**Record list:**
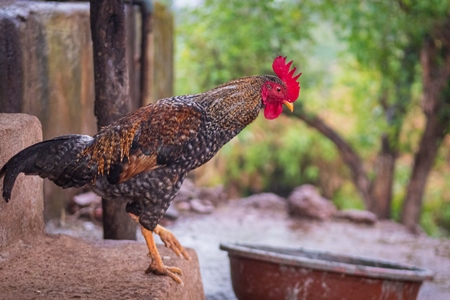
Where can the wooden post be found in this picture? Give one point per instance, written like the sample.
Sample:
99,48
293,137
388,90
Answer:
111,93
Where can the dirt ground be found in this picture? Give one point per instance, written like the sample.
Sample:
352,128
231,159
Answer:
64,267
270,225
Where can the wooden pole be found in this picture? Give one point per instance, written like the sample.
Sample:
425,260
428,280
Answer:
111,94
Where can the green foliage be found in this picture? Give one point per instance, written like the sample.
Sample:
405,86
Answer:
276,156
222,40
361,72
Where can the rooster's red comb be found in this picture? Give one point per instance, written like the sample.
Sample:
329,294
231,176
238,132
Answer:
282,69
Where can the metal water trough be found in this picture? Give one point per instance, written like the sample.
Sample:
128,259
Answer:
263,272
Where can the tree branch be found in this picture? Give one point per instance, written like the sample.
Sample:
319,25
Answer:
350,157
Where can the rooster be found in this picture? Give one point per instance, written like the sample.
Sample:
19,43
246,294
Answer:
143,158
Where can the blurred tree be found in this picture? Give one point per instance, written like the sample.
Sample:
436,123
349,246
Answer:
392,41
390,36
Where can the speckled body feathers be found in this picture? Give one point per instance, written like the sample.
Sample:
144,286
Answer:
143,158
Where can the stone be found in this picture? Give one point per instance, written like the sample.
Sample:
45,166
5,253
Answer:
267,201
46,69
23,216
201,206
306,202
357,216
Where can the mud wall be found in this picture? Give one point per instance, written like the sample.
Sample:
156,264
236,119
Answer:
46,69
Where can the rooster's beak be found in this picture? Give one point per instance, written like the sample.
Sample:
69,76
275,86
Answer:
289,105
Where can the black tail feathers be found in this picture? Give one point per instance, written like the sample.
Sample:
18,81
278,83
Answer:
57,159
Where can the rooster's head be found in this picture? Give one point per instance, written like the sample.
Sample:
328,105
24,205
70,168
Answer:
275,94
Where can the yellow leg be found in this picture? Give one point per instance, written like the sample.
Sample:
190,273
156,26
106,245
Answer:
171,242
157,266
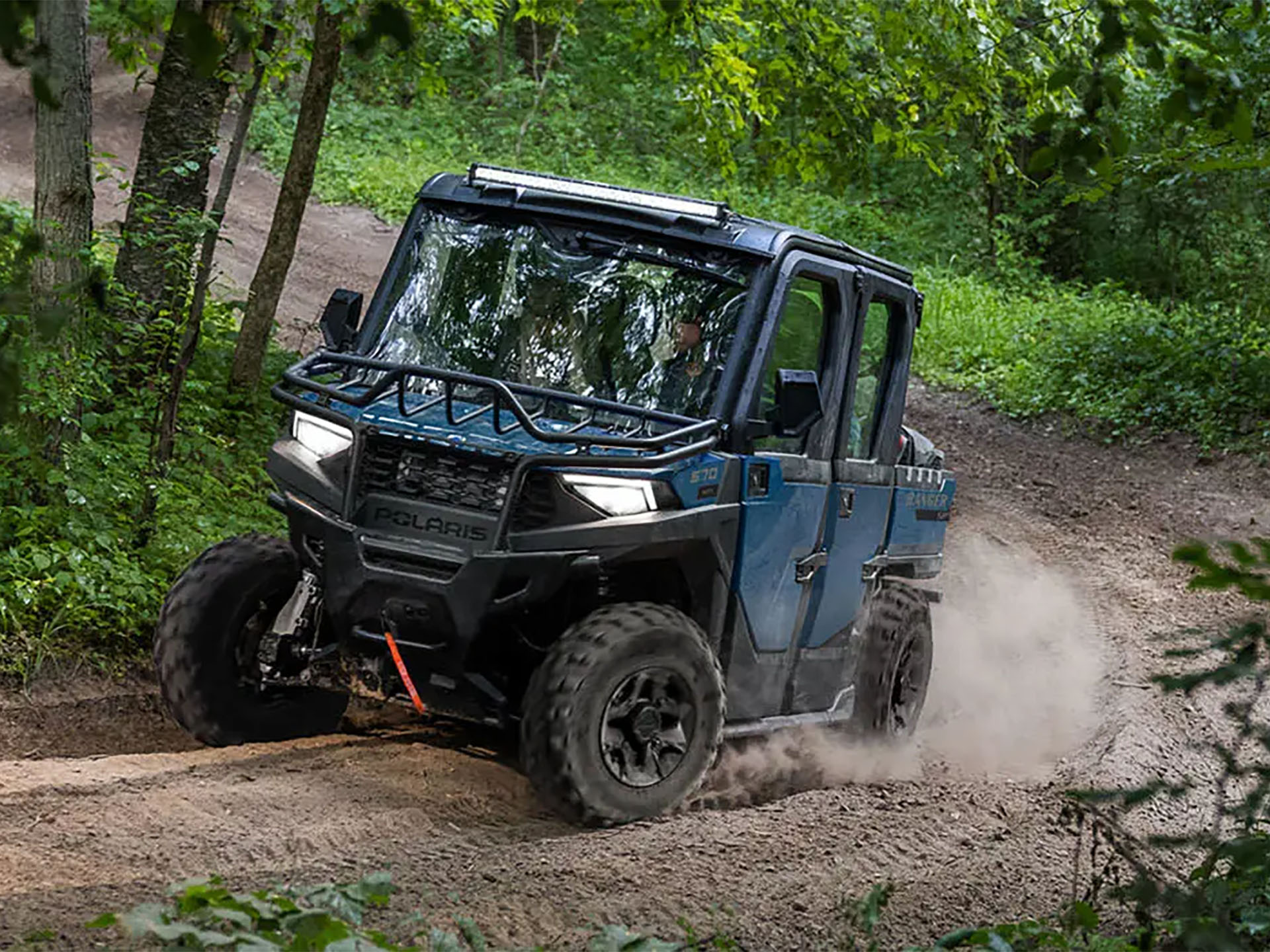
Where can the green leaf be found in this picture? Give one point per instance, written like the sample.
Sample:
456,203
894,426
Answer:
1241,122
1043,160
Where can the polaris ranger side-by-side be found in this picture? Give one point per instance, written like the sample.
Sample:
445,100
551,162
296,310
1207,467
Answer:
620,471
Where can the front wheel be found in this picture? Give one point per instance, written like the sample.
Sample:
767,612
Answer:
624,716
894,664
207,647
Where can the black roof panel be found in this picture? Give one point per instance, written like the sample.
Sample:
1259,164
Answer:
738,231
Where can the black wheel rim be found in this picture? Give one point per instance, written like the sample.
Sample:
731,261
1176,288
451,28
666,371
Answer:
648,727
907,690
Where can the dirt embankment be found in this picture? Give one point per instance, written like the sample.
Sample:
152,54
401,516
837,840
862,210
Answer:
1060,590
338,245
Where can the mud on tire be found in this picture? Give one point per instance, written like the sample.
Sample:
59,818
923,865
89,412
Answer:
603,672
196,647
894,668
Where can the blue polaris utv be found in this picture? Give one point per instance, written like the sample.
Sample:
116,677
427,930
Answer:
619,471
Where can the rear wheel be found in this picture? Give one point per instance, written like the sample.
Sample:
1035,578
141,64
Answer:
624,716
208,643
894,664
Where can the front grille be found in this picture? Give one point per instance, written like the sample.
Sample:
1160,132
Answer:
460,479
440,475
536,506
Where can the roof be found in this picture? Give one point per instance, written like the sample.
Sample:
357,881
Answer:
730,230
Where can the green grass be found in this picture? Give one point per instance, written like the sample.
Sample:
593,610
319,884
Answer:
1028,344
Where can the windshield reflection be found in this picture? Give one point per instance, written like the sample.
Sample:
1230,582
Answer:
552,309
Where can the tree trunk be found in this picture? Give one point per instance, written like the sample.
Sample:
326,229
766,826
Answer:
169,187
532,42
193,324
64,190
298,182
64,175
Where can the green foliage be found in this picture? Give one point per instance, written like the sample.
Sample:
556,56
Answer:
1099,353
73,579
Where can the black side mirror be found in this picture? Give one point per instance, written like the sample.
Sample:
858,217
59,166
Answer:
339,319
798,403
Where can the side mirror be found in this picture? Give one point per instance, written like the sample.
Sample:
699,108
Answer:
798,403
339,319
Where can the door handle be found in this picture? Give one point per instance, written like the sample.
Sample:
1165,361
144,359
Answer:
846,503
806,568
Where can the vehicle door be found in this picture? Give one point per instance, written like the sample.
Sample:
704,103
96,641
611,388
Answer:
786,481
863,484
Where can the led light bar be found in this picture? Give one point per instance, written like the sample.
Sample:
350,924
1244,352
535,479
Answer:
690,207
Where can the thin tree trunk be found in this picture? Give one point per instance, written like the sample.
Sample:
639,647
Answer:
64,186
202,278
298,182
64,175
171,180
539,92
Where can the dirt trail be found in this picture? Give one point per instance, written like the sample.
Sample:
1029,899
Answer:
338,245
1058,583
1058,586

**Work required:** Reproduce all of the data exactly, omitting each picture it holds.

**Worked solution:**
Where can the wooden post be found in this picture? Give one point per instance, written like the sample.
Sample:
99,48
293,137
388,90
Answer:
111,93
Where can the dirt ground be found in this picture? Give one point per instance, written like the sample.
Sample:
352,128
231,159
Answer:
64,267
270,225
Where can the wooden pole be found in this picture? Give one point per instance, written like the sample.
Sample:
425,260
428,280
Answer:
111,94
Where can the green foliage be found in this picture? Give one point per instance, written like the sample.
Sample:
405,86
Answer:
276,156
222,40
361,72
Where can the rooster's red comb be found in this picture? Give one point per instance, written like the sample.
Sample:
329,294
231,176
238,132
Answer:
282,69
Where can the metal water trough be found in this picture? Give one point per instance, written like the sample.
Sample:
128,259
Answer:
263,272
Where can the tree branch be found in this picture? Give one point per instance, written like the sample.
Sample:
319,25
Answer:
350,157
Where can the rooster be found in this picture? Give one point per instance, written like the sample.
Sample:
19,43
246,294
Answer:
143,158
Where can the blurred tree be found in this picture? Give one point per instance, written like the sample.
Sample:
436,123
349,246
Answer:
392,41
390,36
Where can the speckled body feathers be found in this picture? Give one point per instance, written like the sample.
Sample:
144,286
Answer:
143,158
Where can the stone be found in this picture? Give one point per instance, written like the sample.
Sample:
45,166
5,253
Answer:
267,201
46,69
23,216
201,206
306,202
357,216
Where can the mud wall be found in this picture? Give one point per instance, written like the sample.
Sample:
156,264
236,119
Answer:
46,69
Where can the rooster's beak be found in this picture? Give one point per instance, written like the sample.
Sample:
69,76
275,86
Answer:
289,105
Where can the black tail feathers be found in this picture? Give one point per instance, written like the sample.
Sample:
18,81
278,83
Answer:
57,159
Where can the rooster's head be found in this picture? Give one point per instance, written like the sample.
Sample:
328,105
24,205
70,168
Answer:
275,94
Where can the yellow leg be found in this picture? Give one point per instance, written like the sample.
Sample:
190,273
156,26
106,245
Answer:
171,242
157,266
Where can the green leaf be found in this picture? Give one point per instance, written like the sample.
Sample:
456,203
894,426
Answer:
1241,122
1043,160
Where can the polaris ranger side-by-side be found in this picture? Give one point per instance, written like the sample.
Sample:
445,100
551,162
296,310
1207,467
Answer:
620,471
Where can the front wheel be found in this picture? Give one point per instance, written like the sample.
Sample:
767,612
Answer:
624,716
894,664
207,647
Where can the black roof panel be found in this picture? Give one point per instance, written like the sample.
Sample:
1259,164
Answer:
738,231
Where can the black wheel rim be found in this picture? Give one point per instance, written like the sample.
Sample:
731,261
1176,288
451,28
666,371
Answer:
648,727
907,690
Where can the dirt embankment be found in this picture? Give one point per instance, written like the sample.
Sample:
152,54
401,516
837,840
862,210
Answer:
1060,590
338,245
Where can the mud on tire be found in this picture? Give one point per instance, written like the sample.
Sample:
59,818
923,865
89,412
Answer:
603,672
196,647
894,668
Where can the blue polaris utv be found in this picture? Give one point per instance, written like the sample.
Sample:
116,677
427,930
Answer:
619,471
Where can the rear wheel be found in this picture? Give one point per instance, written like the sample.
Sample:
1035,578
141,64
Answer:
624,716
208,643
894,664
Where can the front grille be found in this picture? Give one point per instance, written like the sample.
Sample:
1160,132
Answer:
460,479
440,475
536,506
Where can the roof be found in this picture? Give one point per instance, written like the sample.
Sample:
357,881
Answer:
730,230
Where can the green grass be found in this picture? Give one point per instance, written like the sample.
Sample:
593,610
319,884
Answer:
1028,344
Where can the windshield reflection be found in this picture? Give one point per instance, written like the sample.
Sample:
1230,582
Answer:
552,309
Where can the tree trunk be found in this picture? Give one point per instance, written like the sample.
Sample:
326,229
766,826
Answer:
169,187
532,42
193,324
64,190
298,182
64,175
Where can the green foliage be found in this picture? Give one point per instance, written like the sample.
Sample:
556,56
Answer:
1099,353
73,579
Where can the black side mirror be found in this picture? Give one point per instance, written like the sample.
Sample:
858,217
59,166
Answer:
339,319
798,403
Where can the side mirror be found in this picture? Give one point per instance, written like the sample.
Sample:
699,108
Answer:
798,403
339,319
Where can the door handle be found in this picture? Give one point per instance, written like the sample.
Sample:
1165,361
144,359
Answer:
846,503
806,568
Where can the vehicle door be found in this picture? Give one point per instance, written like the sample.
Sample:
704,103
96,641
611,388
Answer:
786,481
863,484
Where can the led light bar be found in this picture? Give one point per instance, written like the sample.
Sample:
350,924
1244,352
535,479
Answer:
690,207
Where can the thin tree trunk be found in this picture? Give one point per instance, written like the sample.
Sample:
639,647
Answer:
64,186
202,278
298,182
64,175
171,180
539,92
Where can the dirt trail be found in this picture? Give one point per instance, written like the sample.
Sample:
1029,899
Answer:
338,245
1058,583
1058,586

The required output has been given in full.